Task prompt — Recast every line of the data below as a JSON array of strings, one string per line, and leave out any blank lines.

── Excerpted data

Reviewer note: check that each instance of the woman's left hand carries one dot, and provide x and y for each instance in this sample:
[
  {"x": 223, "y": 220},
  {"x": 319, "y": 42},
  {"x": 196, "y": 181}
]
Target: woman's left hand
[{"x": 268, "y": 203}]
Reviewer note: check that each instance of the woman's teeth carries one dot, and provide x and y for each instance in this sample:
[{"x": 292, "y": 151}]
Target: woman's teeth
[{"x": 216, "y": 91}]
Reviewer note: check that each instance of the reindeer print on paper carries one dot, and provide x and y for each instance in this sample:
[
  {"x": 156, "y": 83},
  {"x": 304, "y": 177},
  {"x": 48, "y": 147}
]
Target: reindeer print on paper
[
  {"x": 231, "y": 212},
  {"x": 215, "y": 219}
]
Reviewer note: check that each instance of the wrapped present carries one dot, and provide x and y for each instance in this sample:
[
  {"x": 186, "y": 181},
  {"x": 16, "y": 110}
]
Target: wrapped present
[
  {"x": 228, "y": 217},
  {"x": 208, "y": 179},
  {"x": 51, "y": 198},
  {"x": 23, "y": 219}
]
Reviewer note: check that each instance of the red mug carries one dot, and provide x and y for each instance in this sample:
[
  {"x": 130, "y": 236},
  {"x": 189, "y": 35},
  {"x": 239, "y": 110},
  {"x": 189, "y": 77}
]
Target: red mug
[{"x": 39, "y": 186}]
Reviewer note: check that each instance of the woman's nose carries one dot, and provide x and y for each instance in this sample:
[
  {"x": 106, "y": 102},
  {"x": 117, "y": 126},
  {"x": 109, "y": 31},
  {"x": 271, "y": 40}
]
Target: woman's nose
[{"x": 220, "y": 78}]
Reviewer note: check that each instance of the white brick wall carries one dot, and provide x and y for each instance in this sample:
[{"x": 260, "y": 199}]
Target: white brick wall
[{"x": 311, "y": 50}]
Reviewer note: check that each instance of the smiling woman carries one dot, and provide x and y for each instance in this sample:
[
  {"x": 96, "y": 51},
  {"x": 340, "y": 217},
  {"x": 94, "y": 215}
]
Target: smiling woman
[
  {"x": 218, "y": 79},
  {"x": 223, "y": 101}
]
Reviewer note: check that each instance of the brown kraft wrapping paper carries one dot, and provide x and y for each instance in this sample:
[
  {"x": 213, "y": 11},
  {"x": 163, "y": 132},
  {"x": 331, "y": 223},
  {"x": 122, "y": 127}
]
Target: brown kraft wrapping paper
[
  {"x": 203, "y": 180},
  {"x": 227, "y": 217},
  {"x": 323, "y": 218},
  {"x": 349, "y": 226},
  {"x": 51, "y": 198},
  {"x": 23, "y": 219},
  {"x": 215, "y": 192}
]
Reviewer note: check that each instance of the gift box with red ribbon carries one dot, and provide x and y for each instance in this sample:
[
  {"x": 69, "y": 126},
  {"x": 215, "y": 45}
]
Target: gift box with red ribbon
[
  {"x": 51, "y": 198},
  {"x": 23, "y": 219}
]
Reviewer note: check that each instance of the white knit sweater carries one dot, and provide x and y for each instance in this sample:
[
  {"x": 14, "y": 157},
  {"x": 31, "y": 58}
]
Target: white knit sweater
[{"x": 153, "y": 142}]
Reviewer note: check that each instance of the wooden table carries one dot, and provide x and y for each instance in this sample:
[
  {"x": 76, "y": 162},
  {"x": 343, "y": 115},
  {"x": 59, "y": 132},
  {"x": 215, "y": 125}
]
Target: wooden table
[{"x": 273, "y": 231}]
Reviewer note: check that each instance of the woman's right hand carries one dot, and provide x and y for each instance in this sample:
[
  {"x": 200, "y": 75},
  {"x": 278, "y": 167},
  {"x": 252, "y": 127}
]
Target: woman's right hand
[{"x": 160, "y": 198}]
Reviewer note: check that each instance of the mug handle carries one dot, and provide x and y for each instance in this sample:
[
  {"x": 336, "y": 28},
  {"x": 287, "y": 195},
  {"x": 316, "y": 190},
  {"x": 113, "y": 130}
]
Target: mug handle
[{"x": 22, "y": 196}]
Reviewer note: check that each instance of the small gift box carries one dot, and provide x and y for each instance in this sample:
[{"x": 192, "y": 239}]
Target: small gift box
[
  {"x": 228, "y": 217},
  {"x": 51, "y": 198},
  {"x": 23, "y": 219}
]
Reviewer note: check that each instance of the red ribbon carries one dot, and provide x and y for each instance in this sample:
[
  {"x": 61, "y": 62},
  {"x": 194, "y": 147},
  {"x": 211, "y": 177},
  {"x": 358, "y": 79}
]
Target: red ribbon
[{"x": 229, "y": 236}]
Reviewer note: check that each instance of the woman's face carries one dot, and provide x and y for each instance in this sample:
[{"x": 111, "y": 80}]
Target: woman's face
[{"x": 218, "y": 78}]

────

Task solution —
[
  "Reviewer note: check that each instance of the woman's left hand carries one dot, and provide x and y for each instance in this sample:",
  "[",
  "  {\"x\": 223, \"y\": 220},",
  "  {\"x\": 319, \"y\": 42},",
  "  {\"x\": 196, \"y\": 181}",
  "]",
  "Target: woman's left hand",
  "[{\"x\": 268, \"y\": 203}]",
  "Reviewer note: check that each instance of the woman's teeth carries one dot, and provide x and y for each instance in this sample:",
  "[{\"x\": 292, \"y\": 151}]",
  "Target: woman's teeth",
  "[{\"x\": 216, \"y\": 91}]",
  "Reviewer note: check that each instance of the reindeer print on paper carries one dot, and provide x and y for each instance in this sample:",
  "[",
  "  {\"x\": 156, \"y\": 83},",
  "  {\"x\": 304, \"y\": 177},",
  "  {\"x\": 48, \"y\": 147}",
  "]",
  "Target: reindeer print on paper",
  "[",
  "  {\"x\": 231, \"y\": 212},",
  "  {\"x\": 215, \"y\": 219}",
  "]",
  "Reviewer note: check that each instance of the wrapped present carries one dot, and provide x and y for each instance in this sample:",
  "[",
  "  {\"x\": 186, \"y\": 181},",
  "  {\"x\": 16, \"y\": 110}",
  "]",
  "Target: wrapped present",
  "[",
  "  {\"x\": 228, \"y\": 217},",
  "  {\"x\": 208, \"y\": 179},",
  "  {\"x\": 51, \"y\": 198},",
  "  {\"x\": 23, \"y\": 219}",
  "]",
  "Reviewer note: check that each instance of the red mug carries one dot, and provide x and y for each instance in this sample:",
  "[",
  "  {\"x\": 130, \"y\": 236},",
  "  {\"x\": 189, \"y\": 35},",
  "  {\"x\": 239, \"y\": 110},",
  "  {\"x\": 189, \"y\": 77}",
  "]",
  "Target: red mug",
  "[{\"x\": 39, \"y\": 186}]",
  "Reviewer note: check that each instance of the woman's nose carries one dot, and provide x and y for each instance in this sample:",
  "[",
  "  {\"x\": 106, \"y\": 102},",
  "  {\"x\": 117, \"y\": 126},",
  "  {\"x\": 109, \"y\": 31},",
  "  {\"x\": 271, \"y\": 40}",
  "]",
  "Target: woman's nose",
  "[{\"x\": 220, \"y\": 78}]",
  "Reviewer note: check that each instance of the white brick wall carries one dot, and provide x and y for each instance in this sample:",
  "[{\"x\": 260, \"y\": 199}]",
  "Target: white brick wall",
  "[{\"x\": 311, \"y\": 50}]",
  "Reviewer note: check that each instance of the smiling woman carries one dot, and provide x and y for each instance in this sample:",
  "[",
  "  {\"x\": 96, \"y\": 51},",
  "  {\"x\": 340, \"y\": 217},",
  "  {\"x\": 94, \"y\": 215}",
  "]",
  "Target: smiling woman",
  "[",
  "  {\"x\": 218, \"y\": 79},",
  "  {\"x\": 223, \"y\": 101}",
  "]",
  "Reviewer note: check that each instance of the brown kraft wrapping paper carries one dot, and provide x and y for each instance in this sample:",
  "[",
  "  {\"x\": 213, \"y\": 11},",
  "  {\"x\": 163, \"y\": 132},",
  "  {\"x\": 331, \"y\": 223},",
  "  {\"x\": 122, \"y\": 127}",
  "]",
  "Target: brown kraft wrapping paper",
  "[",
  "  {\"x\": 203, \"y\": 180},",
  "  {\"x\": 227, \"y\": 217},",
  "  {\"x\": 323, \"y\": 218},",
  "  {\"x\": 349, \"y\": 226},",
  "  {\"x\": 51, \"y\": 198},",
  "  {\"x\": 23, \"y\": 219},",
  "  {\"x\": 215, \"y\": 192}",
  "]",
  "Reviewer note: check that each instance of the gift box with red ribbon carries one dot, and provide x and y for each instance in this sample:",
  "[",
  "  {\"x\": 69, \"y\": 126},",
  "  {\"x\": 215, \"y\": 45}",
  "]",
  "Target: gift box with red ribbon",
  "[",
  "  {\"x\": 51, \"y\": 198},",
  "  {\"x\": 23, \"y\": 219}",
  "]",
  "Reviewer note: check that each instance of the white knit sweater carries one dot, and provide x and y for each instance in this sample:",
  "[",
  "  {\"x\": 14, \"y\": 157},",
  "  {\"x\": 31, \"y\": 58}",
  "]",
  "Target: white knit sweater",
  "[{\"x\": 153, \"y\": 142}]",
  "Reviewer note: check that each instance of the wooden table carries one dot, and provide x and y for each instance in this sample:",
  "[",
  "  {\"x\": 76, \"y\": 162},",
  "  {\"x\": 343, \"y\": 115},",
  "  {\"x\": 59, \"y\": 132},",
  "  {\"x\": 215, \"y\": 125}",
  "]",
  "Target: wooden table",
  "[{\"x\": 273, \"y\": 231}]",
  "Reviewer note: check that each instance of the woman's right hand carries one dot, and provide x and y for each instance in this sample:",
  "[",
  "  {\"x\": 200, \"y\": 75},",
  "  {\"x\": 278, \"y\": 167},",
  "  {\"x\": 252, \"y\": 127}",
  "]",
  "Target: woman's right hand",
  "[{\"x\": 160, \"y\": 198}]",
  "Reviewer note: check that each instance of the mug handle carries one dot, and provide x and y for each instance in this sample:",
  "[",
  "  {\"x\": 336, \"y\": 28},",
  "  {\"x\": 287, \"y\": 195},",
  "  {\"x\": 316, \"y\": 190},",
  "  {\"x\": 113, \"y\": 130}",
  "]",
  "Target: mug handle",
  "[{\"x\": 22, \"y\": 196}]",
  "Reviewer note: check that each instance of the small gift box carries one dot, and provide x and y for each instance in this sample:",
  "[{\"x\": 192, \"y\": 239}]",
  "Target: small gift box",
  "[",
  "  {\"x\": 228, \"y\": 217},",
  "  {\"x\": 51, \"y\": 198},",
  "  {\"x\": 23, \"y\": 219}",
  "]",
  "Reviewer note: check that each instance of the red ribbon carries one dot, and provide x and y for each instance in this sample:",
  "[",
  "  {\"x\": 61, \"y\": 62},",
  "  {\"x\": 194, \"y\": 147},",
  "  {\"x\": 211, \"y\": 177},",
  "  {\"x\": 358, \"y\": 79}",
  "]",
  "Target: red ribbon",
  "[{\"x\": 229, \"y\": 236}]",
  "Reviewer note: check that each instance of the woman's face carries one dot, and provide x and y for each instance in this sample:",
  "[{\"x\": 111, \"y\": 80}]",
  "Target: woman's face",
  "[{\"x\": 218, \"y\": 78}]"
]